■ Material for this exercise ■
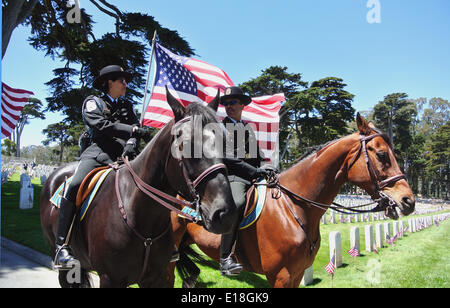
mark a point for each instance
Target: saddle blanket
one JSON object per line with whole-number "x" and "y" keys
{"x": 56, "y": 198}
{"x": 255, "y": 211}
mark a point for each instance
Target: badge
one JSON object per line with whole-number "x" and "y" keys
{"x": 91, "y": 105}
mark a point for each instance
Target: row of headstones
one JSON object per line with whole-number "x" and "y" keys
{"x": 344, "y": 218}
{"x": 26, "y": 192}
{"x": 382, "y": 234}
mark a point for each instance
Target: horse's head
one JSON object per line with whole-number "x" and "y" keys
{"x": 195, "y": 167}
{"x": 372, "y": 165}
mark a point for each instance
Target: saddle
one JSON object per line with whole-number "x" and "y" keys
{"x": 87, "y": 190}
{"x": 256, "y": 198}
{"x": 88, "y": 184}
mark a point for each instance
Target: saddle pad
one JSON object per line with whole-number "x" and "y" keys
{"x": 253, "y": 216}
{"x": 56, "y": 198}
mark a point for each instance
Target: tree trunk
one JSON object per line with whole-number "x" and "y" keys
{"x": 13, "y": 14}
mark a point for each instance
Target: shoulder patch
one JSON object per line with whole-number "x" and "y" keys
{"x": 91, "y": 105}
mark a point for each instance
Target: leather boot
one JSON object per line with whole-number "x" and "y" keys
{"x": 63, "y": 256}
{"x": 228, "y": 266}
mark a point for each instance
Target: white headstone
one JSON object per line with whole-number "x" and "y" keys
{"x": 368, "y": 233}
{"x": 335, "y": 247}
{"x": 387, "y": 230}
{"x": 379, "y": 235}
{"x": 395, "y": 228}
{"x": 401, "y": 225}
{"x": 354, "y": 238}
{"x": 26, "y": 197}
{"x": 324, "y": 218}
{"x": 307, "y": 277}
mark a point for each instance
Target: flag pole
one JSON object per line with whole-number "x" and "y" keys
{"x": 144, "y": 104}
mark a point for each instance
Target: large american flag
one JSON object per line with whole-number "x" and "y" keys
{"x": 13, "y": 101}
{"x": 330, "y": 266}
{"x": 191, "y": 80}
{"x": 353, "y": 252}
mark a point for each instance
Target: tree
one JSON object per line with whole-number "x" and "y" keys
{"x": 396, "y": 114}
{"x": 439, "y": 160}
{"x": 83, "y": 55}
{"x": 8, "y": 147}
{"x": 276, "y": 79}
{"x": 323, "y": 111}
{"x": 63, "y": 134}
{"x": 32, "y": 110}
{"x": 14, "y": 13}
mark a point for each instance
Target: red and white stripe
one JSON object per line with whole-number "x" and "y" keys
{"x": 13, "y": 101}
{"x": 263, "y": 111}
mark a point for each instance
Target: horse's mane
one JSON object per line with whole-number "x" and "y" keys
{"x": 208, "y": 114}
{"x": 313, "y": 150}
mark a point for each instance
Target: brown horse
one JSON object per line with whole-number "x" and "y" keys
{"x": 285, "y": 239}
{"x": 131, "y": 241}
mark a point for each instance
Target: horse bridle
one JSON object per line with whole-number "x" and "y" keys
{"x": 384, "y": 201}
{"x": 165, "y": 199}
{"x": 373, "y": 172}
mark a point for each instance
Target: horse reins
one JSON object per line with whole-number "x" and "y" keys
{"x": 374, "y": 175}
{"x": 159, "y": 197}
{"x": 273, "y": 182}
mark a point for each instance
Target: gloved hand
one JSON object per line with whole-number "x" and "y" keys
{"x": 142, "y": 132}
{"x": 130, "y": 151}
{"x": 261, "y": 172}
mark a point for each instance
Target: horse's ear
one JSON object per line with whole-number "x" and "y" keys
{"x": 363, "y": 127}
{"x": 178, "y": 109}
{"x": 214, "y": 104}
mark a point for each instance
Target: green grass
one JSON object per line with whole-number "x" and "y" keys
{"x": 418, "y": 260}
{"x": 22, "y": 226}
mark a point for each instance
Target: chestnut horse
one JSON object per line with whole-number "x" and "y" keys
{"x": 131, "y": 241}
{"x": 285, "y": 239}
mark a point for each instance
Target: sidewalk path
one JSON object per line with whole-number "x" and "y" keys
{"x": 23, "y": 267}
{"x": 17, "y": 271}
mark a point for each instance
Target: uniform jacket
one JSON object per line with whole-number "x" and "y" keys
{"x": 241, "y": 169}
{"x": 111, "y": 127}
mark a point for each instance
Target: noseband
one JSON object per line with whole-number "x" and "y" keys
{"x": 373, "y": 172}
{"x": 166, "y": 200}
{"x": 384, "y": 201}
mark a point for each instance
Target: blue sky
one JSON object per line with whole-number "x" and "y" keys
{"x": 408, "y": 51}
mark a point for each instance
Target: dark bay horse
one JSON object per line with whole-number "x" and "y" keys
{"x": 286, "y": 238}
{"x": 134, "y": 244}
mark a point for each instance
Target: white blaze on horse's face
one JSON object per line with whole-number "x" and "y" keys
{"x": 192, "y": 140}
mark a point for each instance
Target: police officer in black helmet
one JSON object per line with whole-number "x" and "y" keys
{"x": 114, "y": 130}
{"x": 241, "y": 170}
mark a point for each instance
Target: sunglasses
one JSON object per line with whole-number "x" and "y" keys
{"x": 230, "y": 103}
{"x": 121, "y": 79}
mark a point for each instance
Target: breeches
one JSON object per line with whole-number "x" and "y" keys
{"x": 84, "y": 167}
{"x": 239, "y": 190}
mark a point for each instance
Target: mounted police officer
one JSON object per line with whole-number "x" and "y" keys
{"x": 243, "y": 166}
{"x": 113, "y": 132}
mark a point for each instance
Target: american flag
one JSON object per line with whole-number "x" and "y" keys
{"x": 353, "y": 252}
{"x": 374, "y": 247}
{"x": 330, "y": 266}
{"x": 191, "y": 80}
{"x": 390, "y": 240}
{"x": 13, "y": 101}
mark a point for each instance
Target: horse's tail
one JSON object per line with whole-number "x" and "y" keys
{"x": 186, "y": 268}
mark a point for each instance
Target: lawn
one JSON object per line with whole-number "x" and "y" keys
{"x": 418, "y": 260}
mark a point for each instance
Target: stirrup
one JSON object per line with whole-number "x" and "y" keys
{"x": 70, "y": 259}
{"x": 229, "y": 267}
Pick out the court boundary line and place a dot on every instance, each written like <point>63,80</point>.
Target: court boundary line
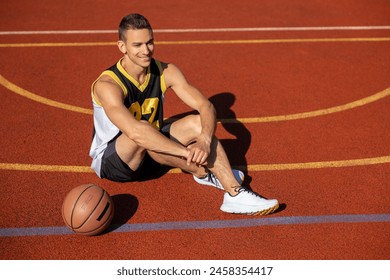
<point>211,224</point>
<point>251,167</point>
<point>203,30</point>
<point>202,42</point>
<point>303,115</point>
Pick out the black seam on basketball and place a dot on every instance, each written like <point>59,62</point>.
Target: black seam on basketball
<point>101,197</point>
<point>103,212</point>
<point>74,206</point>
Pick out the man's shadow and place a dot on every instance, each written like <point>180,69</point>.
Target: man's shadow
<point>125,207</point>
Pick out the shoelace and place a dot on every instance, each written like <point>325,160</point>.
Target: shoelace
<point>212,179</point>
<point>243,189</point>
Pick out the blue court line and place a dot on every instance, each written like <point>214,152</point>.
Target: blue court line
<point>213,224</point>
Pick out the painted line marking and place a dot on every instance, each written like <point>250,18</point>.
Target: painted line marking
<point>214,224</point>
<point>357,103</point>
<point>201,42</point>
<point>201,30</point>
<point>251,167</point>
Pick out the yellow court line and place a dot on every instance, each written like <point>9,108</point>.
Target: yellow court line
<point>201,42</point>
<point>361,102</point>
<point>253,167</point>
<point>25,93</point>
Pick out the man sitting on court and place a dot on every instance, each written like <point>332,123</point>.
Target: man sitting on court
<point>129,129</point>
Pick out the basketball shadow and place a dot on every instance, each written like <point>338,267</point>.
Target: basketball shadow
<point>125,206</point>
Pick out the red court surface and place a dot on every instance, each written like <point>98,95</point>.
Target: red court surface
<point>302,93</point>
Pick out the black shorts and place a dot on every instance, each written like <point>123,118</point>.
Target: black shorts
<point>114,169</point>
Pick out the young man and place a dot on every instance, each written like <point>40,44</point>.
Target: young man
<point>129,126</point>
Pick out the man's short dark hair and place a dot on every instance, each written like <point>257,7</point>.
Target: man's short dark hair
<point>134,22</point>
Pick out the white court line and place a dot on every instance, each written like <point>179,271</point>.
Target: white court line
<point>199,30</point>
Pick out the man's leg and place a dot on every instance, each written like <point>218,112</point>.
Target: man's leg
<point>185,131</point>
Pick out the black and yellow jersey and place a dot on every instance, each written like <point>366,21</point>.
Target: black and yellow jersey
<point>144,101</point>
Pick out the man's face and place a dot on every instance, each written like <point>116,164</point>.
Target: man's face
<point>139,46</point>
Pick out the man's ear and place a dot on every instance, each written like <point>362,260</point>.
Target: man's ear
<point>122,46</point>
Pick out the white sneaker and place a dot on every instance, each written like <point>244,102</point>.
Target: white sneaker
<point>211,180</point>
<point>248,202</point>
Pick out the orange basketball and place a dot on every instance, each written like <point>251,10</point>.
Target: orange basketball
<point>88,209</point>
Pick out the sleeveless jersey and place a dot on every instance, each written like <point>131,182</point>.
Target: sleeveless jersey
<point>144,101</point>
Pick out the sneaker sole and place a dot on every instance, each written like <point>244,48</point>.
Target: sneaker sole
<point>257,213</point>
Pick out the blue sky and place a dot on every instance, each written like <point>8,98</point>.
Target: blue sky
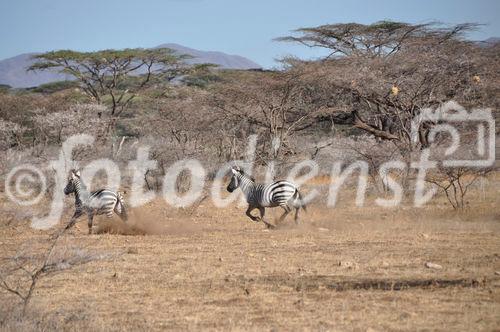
<point>232,26</point>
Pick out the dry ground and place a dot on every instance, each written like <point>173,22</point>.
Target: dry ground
<point>341,269</point>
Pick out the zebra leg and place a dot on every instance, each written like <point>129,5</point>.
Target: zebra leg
<point>250,209</point>
<point>287,211</point>
<point>90,221</point>
<point>262,211</point>
<point>76,215</point>
<point>297,215</point>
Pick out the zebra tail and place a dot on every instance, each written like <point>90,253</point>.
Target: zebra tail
<point>122,211</point>
<point>301,201</point>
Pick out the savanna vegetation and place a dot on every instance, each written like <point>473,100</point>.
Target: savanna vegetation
<point>209,268</point>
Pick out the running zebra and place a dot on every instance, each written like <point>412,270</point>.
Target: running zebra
<point>259,195</point>
<point>102,201</point>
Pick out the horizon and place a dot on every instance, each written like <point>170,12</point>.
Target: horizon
<point>37,24</point>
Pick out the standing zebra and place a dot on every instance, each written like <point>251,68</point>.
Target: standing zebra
<point>102,201</point>
<point>259,195</point>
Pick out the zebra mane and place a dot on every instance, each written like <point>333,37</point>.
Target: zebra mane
<point>242,172</point>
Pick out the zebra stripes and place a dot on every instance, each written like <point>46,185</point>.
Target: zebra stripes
<point>259,196</point>
<point>102,201</point>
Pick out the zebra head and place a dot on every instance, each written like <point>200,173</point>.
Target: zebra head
<point>73,178</point>
<point>235,182</point>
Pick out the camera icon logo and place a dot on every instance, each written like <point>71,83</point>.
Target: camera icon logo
<point>473,130</point>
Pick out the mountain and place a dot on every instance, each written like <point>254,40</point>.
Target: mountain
<point>13,70</point>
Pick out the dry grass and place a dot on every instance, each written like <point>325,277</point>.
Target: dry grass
<point>342,269</point>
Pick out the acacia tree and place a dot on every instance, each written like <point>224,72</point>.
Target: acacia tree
<point>115,76</point>
<point>383,74</point>
<point>273,104</point>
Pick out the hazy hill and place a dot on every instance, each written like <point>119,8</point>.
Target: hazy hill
<point>13,70</point>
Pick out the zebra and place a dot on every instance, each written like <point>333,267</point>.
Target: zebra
<point>259,195</point>
<point>102,201</point>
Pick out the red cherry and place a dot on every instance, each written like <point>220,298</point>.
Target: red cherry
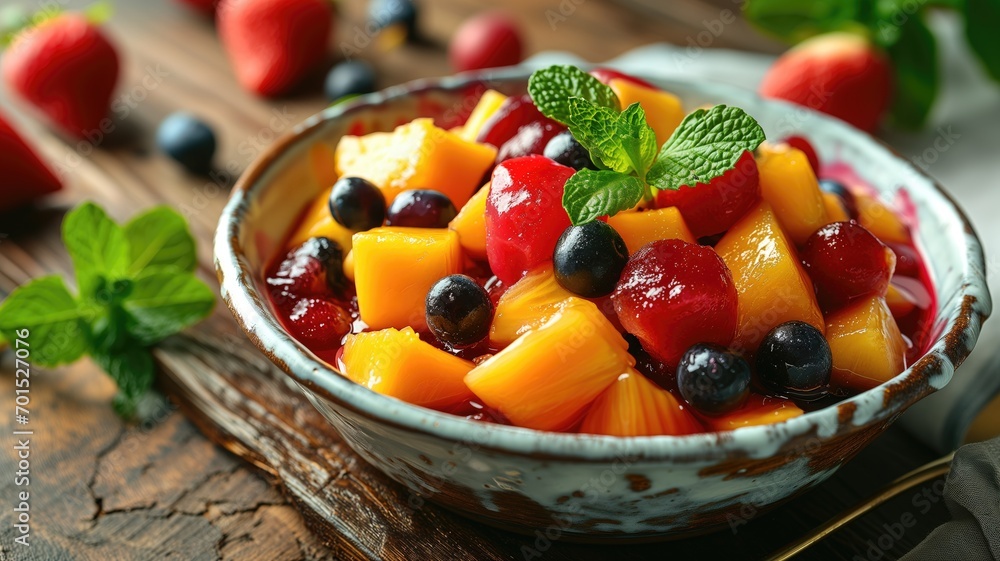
<point>319,323</point>
<point>524,215</point>
<point>712,208</point>
<point>485,41</point>
<point>605,75</point>
<point>800,143</point>
<point>674,294</point>
<point>846,262</point>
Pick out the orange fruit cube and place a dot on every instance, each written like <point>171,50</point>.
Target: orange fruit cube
<point>771,285</point>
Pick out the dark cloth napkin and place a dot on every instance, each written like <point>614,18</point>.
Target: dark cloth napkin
<point>972,494</point>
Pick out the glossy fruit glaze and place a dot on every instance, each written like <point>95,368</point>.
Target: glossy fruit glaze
<point>674,299</point>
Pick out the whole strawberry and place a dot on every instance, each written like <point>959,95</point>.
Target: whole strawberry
<point>840,74</point>
<point>25,177</point>
<point>272,44</point>
<point>66,68</point>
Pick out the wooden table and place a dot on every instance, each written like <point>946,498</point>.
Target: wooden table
<point>104,490</point>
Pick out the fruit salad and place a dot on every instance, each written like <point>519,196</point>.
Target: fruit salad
<point>589,257</point>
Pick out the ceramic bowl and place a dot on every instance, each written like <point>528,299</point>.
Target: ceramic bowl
<point>584,486</point>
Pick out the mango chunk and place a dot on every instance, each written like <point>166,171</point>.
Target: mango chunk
<point>663,109</point>
<point>758,410</point>
<point>640,228</point>
<point>866,344</point>
<point>417,155</point>
<point>400,365</point>
<point>488,104</point>
<point>771,285</point>
<point>635,406</point>
<point>547,377</point>
<point>880,220</point>
<point>788,183</point>
<point>527,304</point>
<point>317,221</point>
<point>395,267</point>
<point>835,211</point>
<point>470,223</point>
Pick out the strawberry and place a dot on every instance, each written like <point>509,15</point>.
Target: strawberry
<point>67,69</point>
<point>840,74</point>
<point>272,44</point>
<point>25,176</point>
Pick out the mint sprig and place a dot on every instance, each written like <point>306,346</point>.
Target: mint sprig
<point>552,88</point>
<point>704,146</point>
<point>136,287</point>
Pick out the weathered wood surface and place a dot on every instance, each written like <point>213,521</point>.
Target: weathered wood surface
<point>102,490</point>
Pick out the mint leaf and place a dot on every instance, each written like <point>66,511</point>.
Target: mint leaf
<point>157,238</point>
<point>57,324</point>
<point>96,245</point>
<point>636,137</point>
<point>915,66</point>
<point>590,194</point>
<point>623,142</point>
<point>133,371</point>
<point>793,21</point>
<point>552,88</point>
<point>164,301</point>
<point>981,20</point>
<point>705,145</point>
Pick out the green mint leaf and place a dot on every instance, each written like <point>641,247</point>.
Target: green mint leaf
<point>97,247</point>
<point>551,89</point>
<point>793,21</point>
<point>590,194</point>
<point>133,371</point>
<point>705,145</point>
<point>158,238</point>
<point>637,139</point>
<point>164,301</point>
<point>622,142</point>
<point>914,63</point>
<point>981,20</point>
<point>58,326</point>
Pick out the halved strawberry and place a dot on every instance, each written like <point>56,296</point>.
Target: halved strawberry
<point>272,44</point>
<point>634,406</point>
<point>66,68</point>
<point>25,176</point>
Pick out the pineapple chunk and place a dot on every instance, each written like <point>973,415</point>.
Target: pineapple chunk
<point>866,344</point>
<point>758,410</point>
<point>663,109</point>
<point>395,267</point>
<point>788,183</point>
<point>470,223</point>
<point>417,155</point>
<point>527,304</point>
<point>547,377</point>
<point>400,365</point>
<point>485,108</point>
<point>634,406</point>
<point>771,284</point>
<point>639,228</point>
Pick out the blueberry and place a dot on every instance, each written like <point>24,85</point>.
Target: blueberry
<point>565,150</point>
<point>589,259</point>
<point>188,140</point>
<point>352,77</point>
<point>845,195</point>
<point>421,208</point>
<point>357,204</point>
<point>459,311</point>
<point>388,13</point>
<point>713,379</point>
<point>794,359</point>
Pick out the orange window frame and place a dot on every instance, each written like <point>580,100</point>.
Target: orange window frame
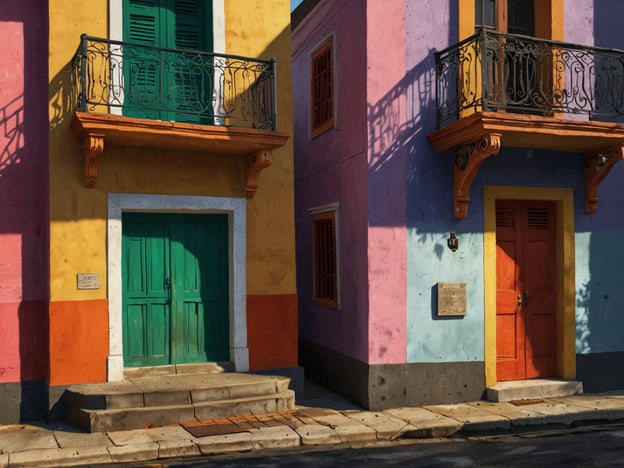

■ What you have to do ■
For each line of the entries that contains the word "frame", make a copy.

■ Response area ■
Pick out the orange window frame and place a dot on every instance, each written like <point>580,100</point>.
Target: orange window frame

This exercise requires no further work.